#### [CONSIGNE A]
Dans le témoignage sur l'anorexie, reprenez mot pour mot le passage qui débute aux mots « 3 questions à » et se termine après « française anorexie boulimie). ».
#### [CONSIGNE B]
Résumez plus brièvement le paragraphe du témoignage sur l'anorexie qui commence par « J'avais 14 ans quand mon corps », en conservant ses faits principaux.

J'avais 14 ans quand mon corps s'est violemment fermé à la nourriture. J'oubliais de prendre des repas comme on oublie ses clés. La balance affichait 41 kg mais, de mon 1,60 m, cela ne m'effrayait pas. Je n'avais plus mes règles et cela ne m'importait pas. Je n'en ai jamais parlé à personne. Mes parents, eux, ne remarquaient rien, je leur faisais croire que je mangeais. Au début, je pense que mon anorexie n'était pas volontaire. Puis mon estomac s'y est habitué et moi aussi. Mon reflet ne me déplaisait pas. Je me disais : « C'est aussi simple que ça d'être mince ! » Un jour, au lycée, en cours de sport, un garçon m'a lancé : « Espèce d'anorexique ! » Ce fut un déclic. Puis j'ai rencontré Mathieu. Je me sentais aimée. Il me cajolait, s'intéressait à moi… Un soir de déprime, je lui ai avoué : « Je suis anorexique. » Le lendemain, il a acheté des croissants et me les a servis au lit. Je n'avais pas faim, mais je me suis forcée. Il m'obligeait à me nourrir. Trois repas par jour. Au début, mon estomac était si petit que je n'avalais que quelques bouchées. Je n'avais pas de mode d'emploi. Je savais qu'il fallait sortir de cet engrenage. J'ai repris 5 kg assez vite, puis mon poids a stagné durant un an jusqu'à se stabiliser. Mathieu m'a beaucoup soutenue et je lui dois ma guérison. Dix ans après, je n'ai aucune séquelle et je n'ai pas rechuté. J'ai une vie saine et je n'oublie plus les repas.
3 questions à Nathalie Godart, pédopsychiatre à l'institut mutualiste Montsouris et vice-présidente de l'association FFAB (Fédération française anorexie boulimie).
Comment prenez-vous en charge l'anorexie aujourd'hui ?

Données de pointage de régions
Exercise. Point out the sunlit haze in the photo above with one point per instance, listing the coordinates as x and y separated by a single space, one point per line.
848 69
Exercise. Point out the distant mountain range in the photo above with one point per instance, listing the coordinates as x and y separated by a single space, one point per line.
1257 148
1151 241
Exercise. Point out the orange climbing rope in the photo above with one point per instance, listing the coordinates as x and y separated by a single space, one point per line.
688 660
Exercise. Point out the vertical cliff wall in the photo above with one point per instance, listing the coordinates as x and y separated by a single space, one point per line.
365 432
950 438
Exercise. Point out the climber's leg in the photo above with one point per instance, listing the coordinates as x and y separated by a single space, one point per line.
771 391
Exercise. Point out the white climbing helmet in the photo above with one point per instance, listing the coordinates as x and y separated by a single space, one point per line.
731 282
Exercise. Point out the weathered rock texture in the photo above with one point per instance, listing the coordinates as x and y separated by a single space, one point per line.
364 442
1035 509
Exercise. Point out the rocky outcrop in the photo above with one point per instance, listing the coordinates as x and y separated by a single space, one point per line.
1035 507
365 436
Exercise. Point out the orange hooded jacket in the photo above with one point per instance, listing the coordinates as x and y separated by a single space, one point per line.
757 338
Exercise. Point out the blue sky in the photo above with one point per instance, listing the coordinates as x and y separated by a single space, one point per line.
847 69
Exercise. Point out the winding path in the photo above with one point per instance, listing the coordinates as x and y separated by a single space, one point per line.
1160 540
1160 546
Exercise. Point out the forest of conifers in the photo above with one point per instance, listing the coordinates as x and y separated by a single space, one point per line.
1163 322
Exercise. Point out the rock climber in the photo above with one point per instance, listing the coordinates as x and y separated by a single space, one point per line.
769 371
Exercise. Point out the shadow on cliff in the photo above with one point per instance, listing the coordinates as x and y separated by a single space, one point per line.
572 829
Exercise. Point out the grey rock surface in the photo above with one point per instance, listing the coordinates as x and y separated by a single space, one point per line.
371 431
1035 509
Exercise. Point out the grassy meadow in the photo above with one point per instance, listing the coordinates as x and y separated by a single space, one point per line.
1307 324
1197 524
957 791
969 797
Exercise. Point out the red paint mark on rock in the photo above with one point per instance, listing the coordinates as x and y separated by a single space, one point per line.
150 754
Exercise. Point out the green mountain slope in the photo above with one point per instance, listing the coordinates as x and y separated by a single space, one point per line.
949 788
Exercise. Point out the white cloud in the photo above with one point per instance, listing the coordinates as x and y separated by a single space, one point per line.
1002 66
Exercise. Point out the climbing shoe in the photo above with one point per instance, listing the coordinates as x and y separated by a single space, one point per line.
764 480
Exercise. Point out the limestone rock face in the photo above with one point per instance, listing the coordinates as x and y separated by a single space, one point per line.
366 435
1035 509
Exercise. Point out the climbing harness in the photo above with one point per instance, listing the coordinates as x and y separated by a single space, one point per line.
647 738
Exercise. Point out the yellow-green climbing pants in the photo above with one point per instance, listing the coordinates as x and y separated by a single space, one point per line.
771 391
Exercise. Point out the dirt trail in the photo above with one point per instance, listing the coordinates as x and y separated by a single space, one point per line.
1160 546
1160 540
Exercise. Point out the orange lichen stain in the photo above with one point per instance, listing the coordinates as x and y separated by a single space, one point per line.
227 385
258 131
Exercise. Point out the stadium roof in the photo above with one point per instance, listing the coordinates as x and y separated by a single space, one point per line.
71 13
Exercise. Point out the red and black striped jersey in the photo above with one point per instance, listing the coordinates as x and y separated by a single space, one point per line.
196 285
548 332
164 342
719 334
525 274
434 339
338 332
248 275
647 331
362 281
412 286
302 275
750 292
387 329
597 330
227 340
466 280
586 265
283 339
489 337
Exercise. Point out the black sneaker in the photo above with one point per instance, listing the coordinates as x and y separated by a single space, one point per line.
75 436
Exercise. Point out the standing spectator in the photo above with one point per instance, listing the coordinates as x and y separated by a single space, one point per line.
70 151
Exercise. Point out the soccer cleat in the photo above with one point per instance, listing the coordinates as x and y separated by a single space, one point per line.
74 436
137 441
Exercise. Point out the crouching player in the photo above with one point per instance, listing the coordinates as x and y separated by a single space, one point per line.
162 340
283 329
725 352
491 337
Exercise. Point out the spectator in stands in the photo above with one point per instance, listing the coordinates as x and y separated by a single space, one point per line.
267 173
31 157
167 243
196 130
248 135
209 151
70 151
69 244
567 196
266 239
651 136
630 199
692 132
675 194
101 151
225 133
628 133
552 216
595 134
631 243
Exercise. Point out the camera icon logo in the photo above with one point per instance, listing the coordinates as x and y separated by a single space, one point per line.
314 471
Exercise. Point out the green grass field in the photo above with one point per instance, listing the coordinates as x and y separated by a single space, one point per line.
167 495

#### [RÉPONSE A]
3 questions à Nathalie Godart, pédopsychiatre à l'institut mutualiste Montsouris et vice-présidente de l'association FFAB (Fédération française anorexie boulimie).

#### [RÉPONSE B]
À 14 ans, mon corps s'est fermé à la nourriture et j'oubliais de manger. Je pesais 41 kg pour 1,60 m et je n'avais plus mes règles, sans que cela m'inquiète. Je n'en parlais à personne et je faisais croire à mes parents que je mangeais. D'abord involontaire, mon anorexie s'est installée, et mon reflet me plaisait. Au lycée, en cours de sport, un garçon m'a traitée d'anorexique, ce qui a été un déclic. Puis j'ai rencontré Mathieu et je lui ai avoué mon anorexie. Il m'a obligée à prendre trois repas par jour. J'ai vite repris 5 kg, puis mon poids a stagné un an avant de se stabiliser. Je lui dois ma guérison : dix ans après, je n'ai ni séquelle ni rechute, et je n'oublie plus les repas.